Locate each of the lines below that contains the word "shirt", and copy those lines out in full.

## Start AVAILABLE RECORDS

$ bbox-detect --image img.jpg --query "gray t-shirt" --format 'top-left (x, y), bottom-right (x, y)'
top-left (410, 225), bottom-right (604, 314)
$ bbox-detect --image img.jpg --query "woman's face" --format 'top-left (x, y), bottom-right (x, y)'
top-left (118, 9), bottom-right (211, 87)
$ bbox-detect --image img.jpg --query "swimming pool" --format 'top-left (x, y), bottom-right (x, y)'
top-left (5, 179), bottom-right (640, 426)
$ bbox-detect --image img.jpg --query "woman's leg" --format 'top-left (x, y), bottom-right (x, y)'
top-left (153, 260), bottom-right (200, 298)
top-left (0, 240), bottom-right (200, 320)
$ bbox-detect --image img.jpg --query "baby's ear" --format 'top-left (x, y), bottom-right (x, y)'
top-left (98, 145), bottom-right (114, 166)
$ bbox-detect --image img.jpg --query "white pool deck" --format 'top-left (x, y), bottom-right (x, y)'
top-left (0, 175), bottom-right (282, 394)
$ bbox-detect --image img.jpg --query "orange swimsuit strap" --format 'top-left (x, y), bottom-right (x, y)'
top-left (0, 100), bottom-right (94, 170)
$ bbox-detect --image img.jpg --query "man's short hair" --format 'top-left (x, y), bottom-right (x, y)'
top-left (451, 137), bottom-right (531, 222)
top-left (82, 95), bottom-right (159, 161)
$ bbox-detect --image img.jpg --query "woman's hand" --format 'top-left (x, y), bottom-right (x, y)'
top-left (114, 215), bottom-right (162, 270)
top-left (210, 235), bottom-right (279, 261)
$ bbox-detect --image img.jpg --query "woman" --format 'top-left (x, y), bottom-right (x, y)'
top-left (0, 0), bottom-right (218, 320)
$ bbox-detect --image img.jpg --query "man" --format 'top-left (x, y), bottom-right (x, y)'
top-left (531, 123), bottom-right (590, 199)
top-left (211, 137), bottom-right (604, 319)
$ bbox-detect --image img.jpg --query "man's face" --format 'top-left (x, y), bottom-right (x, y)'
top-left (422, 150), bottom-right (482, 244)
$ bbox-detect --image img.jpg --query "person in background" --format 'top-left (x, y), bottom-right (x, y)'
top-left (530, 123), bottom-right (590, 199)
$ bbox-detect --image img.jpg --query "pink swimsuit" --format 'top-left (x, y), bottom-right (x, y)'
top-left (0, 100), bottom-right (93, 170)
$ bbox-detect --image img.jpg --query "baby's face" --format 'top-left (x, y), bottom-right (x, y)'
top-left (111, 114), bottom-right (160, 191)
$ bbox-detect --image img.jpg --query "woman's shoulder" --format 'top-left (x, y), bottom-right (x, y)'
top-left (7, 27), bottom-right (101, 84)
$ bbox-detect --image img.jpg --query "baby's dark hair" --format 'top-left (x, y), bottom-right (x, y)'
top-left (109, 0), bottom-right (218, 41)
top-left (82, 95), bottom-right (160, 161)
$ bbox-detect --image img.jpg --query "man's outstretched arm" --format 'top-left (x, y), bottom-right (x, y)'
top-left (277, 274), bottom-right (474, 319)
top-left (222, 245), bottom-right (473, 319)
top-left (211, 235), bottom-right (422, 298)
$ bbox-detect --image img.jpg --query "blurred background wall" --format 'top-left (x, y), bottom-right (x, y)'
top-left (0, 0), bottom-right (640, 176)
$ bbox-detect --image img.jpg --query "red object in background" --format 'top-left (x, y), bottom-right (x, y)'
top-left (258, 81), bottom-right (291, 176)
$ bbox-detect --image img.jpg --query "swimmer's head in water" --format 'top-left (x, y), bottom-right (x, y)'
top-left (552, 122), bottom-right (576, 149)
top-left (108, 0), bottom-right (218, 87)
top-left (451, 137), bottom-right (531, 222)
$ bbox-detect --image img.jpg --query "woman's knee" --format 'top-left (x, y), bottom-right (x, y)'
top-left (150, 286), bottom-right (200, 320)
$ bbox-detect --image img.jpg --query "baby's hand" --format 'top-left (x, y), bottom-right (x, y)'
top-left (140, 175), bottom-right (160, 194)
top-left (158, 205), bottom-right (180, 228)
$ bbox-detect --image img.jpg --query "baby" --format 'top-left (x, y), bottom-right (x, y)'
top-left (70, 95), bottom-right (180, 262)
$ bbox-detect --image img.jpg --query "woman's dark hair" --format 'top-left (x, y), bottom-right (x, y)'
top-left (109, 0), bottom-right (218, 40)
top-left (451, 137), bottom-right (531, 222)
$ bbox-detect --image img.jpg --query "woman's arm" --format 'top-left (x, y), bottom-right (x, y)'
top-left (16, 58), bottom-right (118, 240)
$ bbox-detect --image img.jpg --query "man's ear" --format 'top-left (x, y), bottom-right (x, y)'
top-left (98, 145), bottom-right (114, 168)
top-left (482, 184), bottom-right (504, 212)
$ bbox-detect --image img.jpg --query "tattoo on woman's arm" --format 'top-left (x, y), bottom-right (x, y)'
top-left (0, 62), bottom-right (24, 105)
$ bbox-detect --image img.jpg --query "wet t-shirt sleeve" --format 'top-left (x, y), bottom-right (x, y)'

## End AVAILABLE RECORDS

→ **RESULT OF THIS EXERCISE**
$ bbox-detect --image img.jpg --query "gray t-shirt" --format 'top-left (x, y), bottom-right (x, y)'
$ bbox-detect --image img.jpg --query "wet t-shirt sleeve" --format 'top-left (x, y), bottom-right (x, y)'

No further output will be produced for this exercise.